__YOUR GOAL__. Please copy out word for word the lines starting at the one that contains "Task: find the black" and continuing through the last line of the records, including both ends.

__TASK DATA__.
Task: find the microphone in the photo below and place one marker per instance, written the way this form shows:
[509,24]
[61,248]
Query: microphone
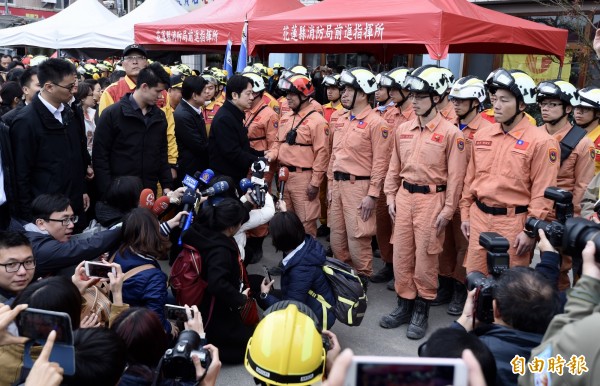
[188,200]
[161,205]
[206,176]
[219,187]
[284,174]
[146,198]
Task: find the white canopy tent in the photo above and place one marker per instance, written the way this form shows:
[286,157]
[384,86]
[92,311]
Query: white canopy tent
[53,32]
[119,33]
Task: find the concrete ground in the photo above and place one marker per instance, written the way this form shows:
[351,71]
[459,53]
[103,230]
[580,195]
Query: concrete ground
[367,339]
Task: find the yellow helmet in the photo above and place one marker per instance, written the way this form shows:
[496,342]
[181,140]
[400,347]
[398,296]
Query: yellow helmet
[286,347]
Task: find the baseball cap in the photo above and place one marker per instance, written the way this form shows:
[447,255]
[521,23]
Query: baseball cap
[134,47]
[177,81]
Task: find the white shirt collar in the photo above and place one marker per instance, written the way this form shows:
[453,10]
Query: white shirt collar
[292,253]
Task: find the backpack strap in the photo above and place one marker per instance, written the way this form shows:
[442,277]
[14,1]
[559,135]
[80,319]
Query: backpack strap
[570,142]
[136,270]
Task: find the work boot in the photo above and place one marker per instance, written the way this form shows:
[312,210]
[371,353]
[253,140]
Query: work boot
[391,285]
[445,289]
[384,274]
[418,322]
[323,231]
[401,314]
[459,297]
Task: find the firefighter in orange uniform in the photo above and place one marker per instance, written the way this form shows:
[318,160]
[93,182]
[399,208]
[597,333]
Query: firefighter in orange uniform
[511,164]
[587,116]
[357,168]
[302,146]
[577,153]
[423,187]
[466,95]
[399,112]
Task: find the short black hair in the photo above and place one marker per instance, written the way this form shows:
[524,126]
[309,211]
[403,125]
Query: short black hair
[46,204]
[287,231]
[236,84]
[100,358]
[152,76]
[191,85]
[526,300]
[55,70]
[10,239]
[25,79]
[451,342]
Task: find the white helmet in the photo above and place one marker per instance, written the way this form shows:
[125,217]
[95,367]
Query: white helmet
[589,97]
[516,81]
[359,78]
[258,84]
[558,89]
[468,87]
[394,78]
[427,79]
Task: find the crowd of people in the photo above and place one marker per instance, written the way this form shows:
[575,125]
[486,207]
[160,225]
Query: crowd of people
[410,165]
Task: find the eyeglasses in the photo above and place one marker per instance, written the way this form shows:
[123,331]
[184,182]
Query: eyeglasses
[69,87]
[16,266]
[134,57]
[549,104]
[66,221]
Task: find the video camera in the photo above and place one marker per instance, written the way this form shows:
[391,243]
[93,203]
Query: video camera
[177,362]
[567,232]
[498,262]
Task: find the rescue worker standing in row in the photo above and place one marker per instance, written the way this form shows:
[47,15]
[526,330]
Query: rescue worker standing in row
[303,147]
[556,100]
[466,95]
[511,164]
[262,124]
[423,186]
[392,81]
[359,161]
[587,116]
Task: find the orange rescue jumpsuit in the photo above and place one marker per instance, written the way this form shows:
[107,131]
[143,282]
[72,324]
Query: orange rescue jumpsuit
[510,171]
[455,244]
[574,176]
[359,160]
[433,156]
[306,161]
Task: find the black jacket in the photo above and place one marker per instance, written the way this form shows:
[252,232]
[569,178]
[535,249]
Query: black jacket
[221,270]
[49,156]
[192,142]
[229,150]
[127,143]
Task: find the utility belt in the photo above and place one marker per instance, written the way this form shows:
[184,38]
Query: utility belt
[339,176]
[423,189]
[495,211]
[296,169]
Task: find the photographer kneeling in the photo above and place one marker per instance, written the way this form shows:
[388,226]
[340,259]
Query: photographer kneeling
[524,302]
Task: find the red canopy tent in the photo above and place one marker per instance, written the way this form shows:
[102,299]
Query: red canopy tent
[209,27]
[402,26]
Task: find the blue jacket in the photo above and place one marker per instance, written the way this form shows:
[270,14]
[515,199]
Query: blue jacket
[304,272]
[146,289]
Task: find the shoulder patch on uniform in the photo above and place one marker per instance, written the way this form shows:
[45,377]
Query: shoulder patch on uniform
[436,137]
[385,132]
[552,155]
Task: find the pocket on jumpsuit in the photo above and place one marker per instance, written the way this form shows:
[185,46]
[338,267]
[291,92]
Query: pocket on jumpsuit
[365,228]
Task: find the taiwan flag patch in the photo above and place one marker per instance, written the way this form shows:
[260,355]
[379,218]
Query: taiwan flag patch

__RESPONSE TO THIS EXERCISE__.
Task: find the black jacket in the photo above and place one marker per instance, written the way this form shows:
[252,232]
[569,178]
[535,249]
Query: black jacket
[221,270]
[49,156]
[192,142]
[229,150]
[127,143]
Task: find the utility belt in the photo above and place one marker per instance, written the way this form shows:
[184,38]
Query: utility belt
[339,176]
[423,189]
[495,211]
[296,169]
Task: find the photographer kneeling in the photo above and place one marker per instance, written the way this form shows:
[388,226]
[340,259]
Query: photographer kneeling
[524,302]
Task: find the red canopy tent in the photo above and place one marker per instance, written the way this form shows:
[102,299]
Query: red canopy tent
[209,27]
[402,26]
Task: find the blue jacket in the photo above and place one marker per instance, written the way this form shows:
[270,14]
[515,199]
Query: blue jacket
[304,272]
[146,289]
Task: find the shoulder patch on uniform in the photo above and place one marker per instance, written the way this form shows:
[45,377]
Query: shoulder patch on uniform
[436,137]
[385,132]
[552,155]
Task: find the pocket on jumpsuit in the photo above and place one marker per instance, written the way this form shows:
[185,46]
[338,267]
[291,92]
Query: pocket on jumpsuit
[365,228]
Task: find the taiwan flag patch in the photo above and place one marker per instance, written the way this form shows:
[260,355]
[379,218]
Query: taiwan flag patch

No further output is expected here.